• DOCUMENT EXCERPT:
Man who narrowly escaped death on Sept. 11 will return to New York City

See more Sept. 11 stories from the Star News:

•Sept. 11 ceremony planned in Elk River. Click here.

•State Capitol ceremony will mark Sept. 11 anniversary. Click here.

by Joni Astrup
Associate editor
The Rev. Jeff Ethen, who narrowly escaped death in the Sept. 11, 2001, terrorist attacks, is returning to New York City for the 10th anniversary.
Ethen, an Elk River native and Catholic priest, said he plans to plug into events surrounding the 10th anniversary of the attacks.

The Rev. Jeff Ethen held the coffee cup he was drinking from on Sept. 11, 2001, while speaking in Elk River a decade ago. Ethen still has that cup.

A decade ago, it was the decision to have a second cup of coffee that delayed his departure to the World Trade Center enough to keep him from being in the building when two planes hit it.
“My itinerary called for me to be at the top of the World Trade Center,” he told the Star News on Sept. 12, 2001. “We were going to go get tickets for a Broadway show and then head to the top before going to see the Statue of Liberty.”
After having a second cup of coffee, he and his travel mate, the Rev. Peter Kirchner, started to head out of their hotel when they were told by a desk clerk that the World Trade Center had been hit by a plane.
“I’m still rubbery,” Ethen said the morning after the attack.
Ethen and Kirchner ended up counseling family members of victims in the minutes and days after the attack. They also consoled witnesses who had seen people jump to their deaths from the windows of the Twin Towers.
Ethen said he and Kirchner worked at St. Vincent Hospital near ground zero shortly after the towers fell. They had arrived on foot just ahead of the injured firefighters who had survived the second tower collapse. Ethen said they worked triage and stripped the firefighters of their outer gear and boots to prevent them from returning to action.

[Stored records]
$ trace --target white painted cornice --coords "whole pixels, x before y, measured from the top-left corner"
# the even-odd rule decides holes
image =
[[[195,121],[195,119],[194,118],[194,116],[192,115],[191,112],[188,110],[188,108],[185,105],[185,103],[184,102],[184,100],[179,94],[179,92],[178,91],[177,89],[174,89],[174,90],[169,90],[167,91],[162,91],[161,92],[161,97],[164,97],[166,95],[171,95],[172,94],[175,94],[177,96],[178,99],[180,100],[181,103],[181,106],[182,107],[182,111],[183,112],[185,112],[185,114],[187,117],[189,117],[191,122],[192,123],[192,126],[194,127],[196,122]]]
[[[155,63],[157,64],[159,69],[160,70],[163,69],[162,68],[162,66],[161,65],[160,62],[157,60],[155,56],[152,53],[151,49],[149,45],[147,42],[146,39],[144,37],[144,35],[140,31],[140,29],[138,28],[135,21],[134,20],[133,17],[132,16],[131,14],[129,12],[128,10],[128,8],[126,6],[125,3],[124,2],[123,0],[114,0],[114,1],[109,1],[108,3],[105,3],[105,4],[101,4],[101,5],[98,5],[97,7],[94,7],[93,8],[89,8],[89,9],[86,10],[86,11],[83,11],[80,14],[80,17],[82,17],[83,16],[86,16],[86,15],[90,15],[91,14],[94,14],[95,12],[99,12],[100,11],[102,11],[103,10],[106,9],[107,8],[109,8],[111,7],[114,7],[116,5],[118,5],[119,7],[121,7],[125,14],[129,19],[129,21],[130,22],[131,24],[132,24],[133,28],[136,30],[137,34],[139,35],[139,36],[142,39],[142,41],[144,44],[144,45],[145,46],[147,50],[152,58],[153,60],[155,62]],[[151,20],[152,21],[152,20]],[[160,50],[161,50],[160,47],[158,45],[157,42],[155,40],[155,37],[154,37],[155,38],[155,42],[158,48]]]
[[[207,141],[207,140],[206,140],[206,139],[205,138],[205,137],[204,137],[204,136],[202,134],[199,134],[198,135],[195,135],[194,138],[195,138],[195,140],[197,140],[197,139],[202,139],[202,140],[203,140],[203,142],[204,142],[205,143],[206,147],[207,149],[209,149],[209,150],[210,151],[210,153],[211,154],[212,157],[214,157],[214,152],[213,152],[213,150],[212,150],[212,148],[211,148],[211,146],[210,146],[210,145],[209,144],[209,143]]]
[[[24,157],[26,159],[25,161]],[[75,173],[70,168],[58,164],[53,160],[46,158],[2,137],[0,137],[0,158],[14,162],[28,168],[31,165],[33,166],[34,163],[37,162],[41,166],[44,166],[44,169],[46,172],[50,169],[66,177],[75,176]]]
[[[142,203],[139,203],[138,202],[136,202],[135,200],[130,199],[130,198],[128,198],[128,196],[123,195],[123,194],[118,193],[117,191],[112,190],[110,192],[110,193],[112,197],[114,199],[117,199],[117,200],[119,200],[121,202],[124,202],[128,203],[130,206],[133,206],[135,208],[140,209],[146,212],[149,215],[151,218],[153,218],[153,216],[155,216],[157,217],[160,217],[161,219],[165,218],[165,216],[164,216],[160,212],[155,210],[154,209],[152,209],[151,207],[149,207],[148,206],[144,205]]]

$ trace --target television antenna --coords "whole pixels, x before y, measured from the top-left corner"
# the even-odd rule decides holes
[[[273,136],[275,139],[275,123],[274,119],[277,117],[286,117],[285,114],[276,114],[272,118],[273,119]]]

• PROBLEM: In the news article about the Rev. Jeff Ethen, what delayed his departure to the World Trade Center on Sept. 11, 2001?

• WRITTEN RESPONSE: His decision to have a second cup of coffee delayed his departure.